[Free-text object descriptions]
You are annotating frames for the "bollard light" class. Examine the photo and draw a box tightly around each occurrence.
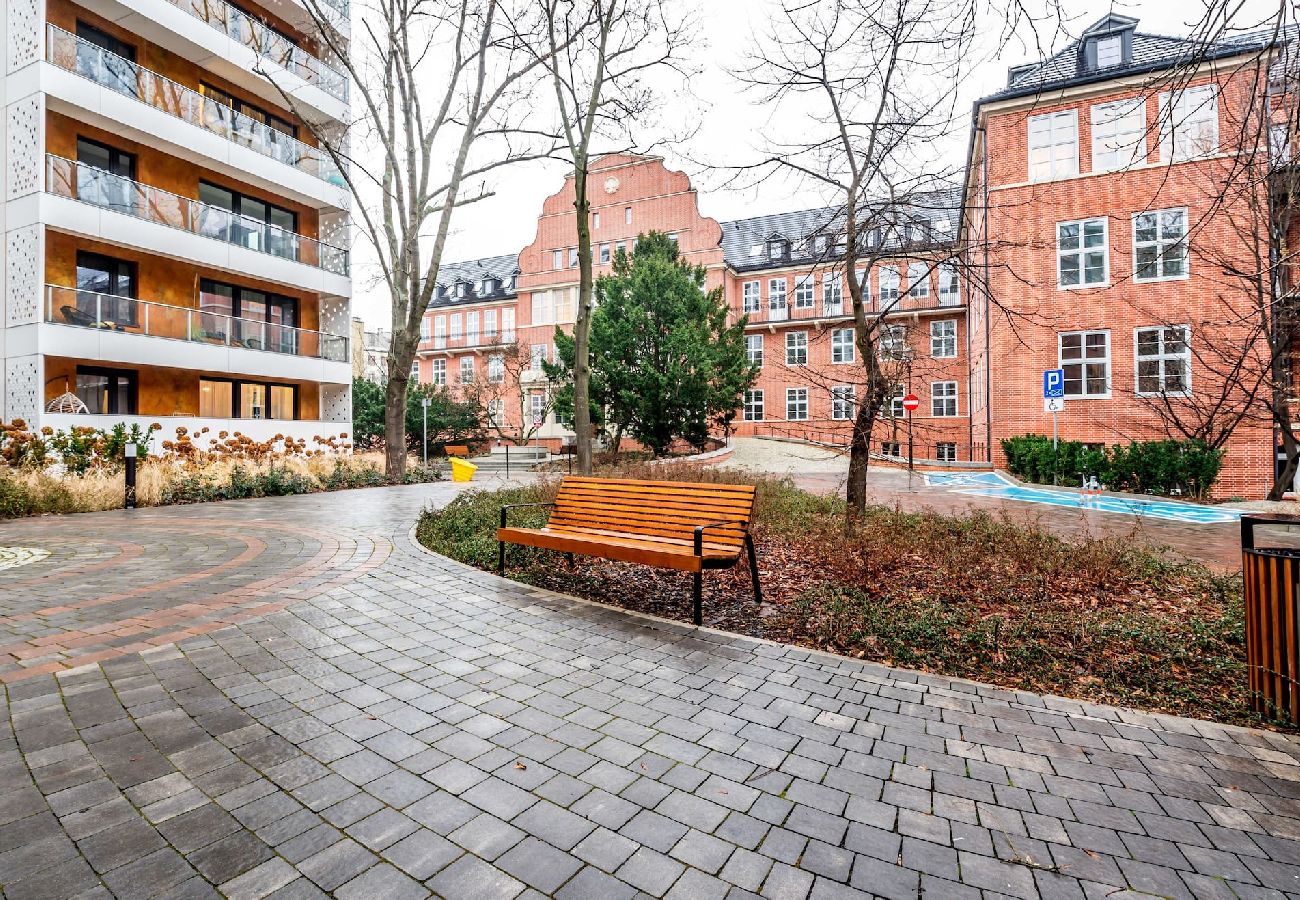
[124,443,138,510]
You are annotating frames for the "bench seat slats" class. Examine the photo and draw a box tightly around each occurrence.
[497,526,724,572]
[546,523,740,554]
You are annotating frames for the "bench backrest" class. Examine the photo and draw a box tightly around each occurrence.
[445,445,470,458]
[550,476,757,551]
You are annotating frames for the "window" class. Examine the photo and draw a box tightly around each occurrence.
[1160,85,1219,160]
[599,244,611,264]
[831,328,855,364]
[466,312,479,344]
[449,313,462,341]
[786,388,809,421]
[484,309,497,338]
[77,22,138,97]
[823,273,844,313]
[938,263,960,305]
[906,263,929,298]
[878,266,900,303]
[931,381,958,417]
[887,385,905,418]
[553,249,563,269]
[199,378,231,417]
[420,317,432,341]
[488,354,505,383]
[531,290,552,325]
[199,81,295,139]
[459,356,475,384]
[530,344,547,371]
[881,324,908,357]
[930,320,957,358]
[831,386,855,421]
[1060,330,1110,397]
[742,281,761,314]
[529,393,546,426]
[198,182,297,259]
[768,279,788,320]
[881,441,901,457]
[1028,109,1079,181]
[75,251,137,326]
[569,248,579,268]
[786,331,808,366]
[935,442,957,462]
[625,207,633,225]
[768,239,787,260]
[1057,218,1108,287]
[593,212,601,229]
[75,137,135,214]
[554,287,576,323]
[1133,209,1188,281]
[501,309,515,342]
[1091,99,1146,172]
[794,277,815,309]
[744,390,764,421]
[198,280,297,353]
[197,378,295,419]
[1136,325,1191,395]
[433,316,446,349]
[746,334,764,367]
[487,398,504,425]
[431,359,446,386]
[76,366,136,415]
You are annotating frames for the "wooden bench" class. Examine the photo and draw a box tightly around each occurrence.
[445,444,470,458]
[497,476,761,625]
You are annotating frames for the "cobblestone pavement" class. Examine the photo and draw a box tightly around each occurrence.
[2,484,1300,899]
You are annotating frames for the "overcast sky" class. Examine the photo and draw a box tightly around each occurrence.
[347,0,1281,326]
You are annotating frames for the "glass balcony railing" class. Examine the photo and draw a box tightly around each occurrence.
[47,25,346,188]
[45,285,350,363]
[163,0,347,101]
[47,155,349,276]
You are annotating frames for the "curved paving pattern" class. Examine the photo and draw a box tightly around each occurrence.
[2,484,1300,899]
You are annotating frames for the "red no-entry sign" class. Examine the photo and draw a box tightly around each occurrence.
[902,394,920,413]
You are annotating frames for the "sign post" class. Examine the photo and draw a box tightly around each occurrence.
[902,394,921,491]
[1043,369,1065,484]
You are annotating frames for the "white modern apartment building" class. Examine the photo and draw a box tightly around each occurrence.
[0,0,352,445]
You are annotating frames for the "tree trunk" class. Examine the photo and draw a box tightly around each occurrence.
[572,172,594,475]
[846,397,873,517]
[384,373,409,482]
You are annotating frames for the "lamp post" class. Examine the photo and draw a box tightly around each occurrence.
[124,443,137,509]
[421,397,431,467]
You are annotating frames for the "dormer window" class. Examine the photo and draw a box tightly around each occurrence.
[481,278,493,294]
[1096,34,1122,68]
[436,284,447,299]
[768,238,788,260]
[455,282,467,298]
[509,271,518,290]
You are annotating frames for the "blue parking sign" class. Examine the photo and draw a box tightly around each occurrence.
[1043,369,1065,399]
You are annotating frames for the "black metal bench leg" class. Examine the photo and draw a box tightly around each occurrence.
[692,571,703,626]
[566,552,575,568]
[498,541,505,575]
[745,534,762,605]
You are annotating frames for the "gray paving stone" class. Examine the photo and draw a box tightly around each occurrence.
[497,836,585,893]
[426,853,526,900]
[617,846,687,897]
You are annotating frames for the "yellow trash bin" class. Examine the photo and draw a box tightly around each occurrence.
[449,458,477,482]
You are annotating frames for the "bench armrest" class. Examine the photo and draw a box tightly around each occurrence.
[500,501,556,529]
[693,520,749,556]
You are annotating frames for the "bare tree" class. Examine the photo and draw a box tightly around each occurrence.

• YOUR INSTRUCTIONS
Exactly as written, please copy out the whole set of records, skipping images.

• WRITTEN SOLUTION
You are annotating frames for the "bollard light" class. Examine the photo and draw a box tightly around each occurrence.
[124,443,138,510]
You are annotating frames for the "bench seat slats" class. Examine the photo and draw a box tightly around each occurrence.
[497,526,724,572]
[546,523,740,554]
You are annotating frames for the "bench backrest" class. Examine the photo and draw a box tightly around each occurrence.
[445,445,470,458]
[550,476,757,551]
You are annotating frames for the "window" class. Examine the photo and draw a box tightly around each occurrence.
[1160,85,1219,160]
[599,244,611,264]
[831,328,855,364]
[466,312,479,344]
[449,313,462,341]
[786,388,809,421]
[484,309,497,338]
[77,22,138,97]
[823,273,844,313]
[938,263,960,305]
[906,263,929,298]
[878,266,900,303]
[931,381,958,417]
[887,385,905,418]
[553,249,563,269]
[199,378,231,417]
[420,317,432,341]
[488,354,505,383]
[531,290,552,325]
[199,81,295,139]
[459,356,475,384]
[530,344,547,371]
[881,324,908,357]
[930,320,957,358]
[831,386,855,421]
[1060,330,1110,397]
[742,281,761,314]
[529,393,546,426]
[198,182,297,259]
[768,279,788,320]
[881,441,901,457]
[1028,109,1079,181]
[75,251,137,326]
[569,248,579,268]
[786,331,808,366]
[935,442,957,462]
[625,207,633,225]
[768,239,787,260]
[1057,218,1108,287]
[593,212,601,229]
[75,137,135,214]
[554,287,576,323]
[1133,209,1188,281]
[501,309,515,342]
[1091,99,1146,172]
[794,277,815,309]
[744,390,764,421]
[198,280,297,353]
[197,378,295,419]
[1136,325,1191,395]
[433,316,446,349]
[746,334,764,367]
[487,398,504,425]
[431,359,446,386]
[76,366,136,415]
You are annotating frames for the "wooden bench" class. Examine the photo and draw a box tightly around each occurrence.
[445,444,470,458]
[497,476,761,625]
You are annotating frames for the "cobblestone pavement" class. Examine the photo and draw a box tightly around each occurrence.
[2,484,1300,899]
You are annotating frames for the "overcast sky" class. Examine the photo and draw a box tightly around each occurrence.
[347,0,1281,326]
You are annotating frames for the "glass balcony railing" class. Examine the photo and draw a box tightly around each occurrence.
[47,25,346,188]
[45,285,350,363]
[163,0,347,101]
[47,155,349,276]
You are annotating frames for the "curved paving pattern" class. Examine the photo and draw a box tightly around each occurrence.
[2,484,1300,899]
You are annotating frames for the "red no-entry sign" class. Examine the photo and draw a box tightly around each occurrence.
[902,394,920,413]
You are annotating frames for the "sign post" class. Examine the photo and draw a box tightly around each occurrence.
[902,394,921,491]
[1043,369,1065,484]
You are annotating frames for the "white modern apartment building" class. Examine the photo and draw a box tightly around each occurrence.
[0,0,352,445]
You are annotating frames for the "tree trunk" class. Examine the photo and draw a box tightly around each occurrence.
[572,172,594,475]
[846,397,873,517]
[384,373,409,482]
You are annotating frames for the "lamp post" class. Examine the photo and draw a box tightly around each occurrence.
[124,443,137,509]
[421,397,431,467]
You are annotating frames for the "dormer window" class. Examine the photo and draw a box tightly around each occurrence.
[481,278,493,294]
[1096,34,1122,68]
[436,284,447,299]
[768,238,788,260]
[455,282,467,298]
[509,271,518,290]
You are annotating frames for the "blue parking sign" class. Examine the photo and draw a box tightly around each occurrence.
[1043,369,1065,399]
You are annotating frames for the "black metal bench leg" class. Examine the photo and draw a box tightly around each occurrence.
[692,571,703,626]
[566,552,575,568]
[498,541,505,575]
[745,534,762,605]
You are annotating frames for the "gray paving stone" class. Examine the photo and draw a box tightly around each occurrence.
[497,836,585,893]
[426,853,526,900]
[617,846,687,897]
You are annotating frames for the "yellow trash bin" class. Examine the photo and draw a box tightly around each occurrence.
[449,458,477,482]
You are annotating frames for the "bench armrest" class. Examine the photo and draw a box tightly around each occurrence.
[500,501,556,529]
[693,520,749,556]
You are annotating frames for the "bare tree" class. Examine the photo and draw a box tightly around each occurrence.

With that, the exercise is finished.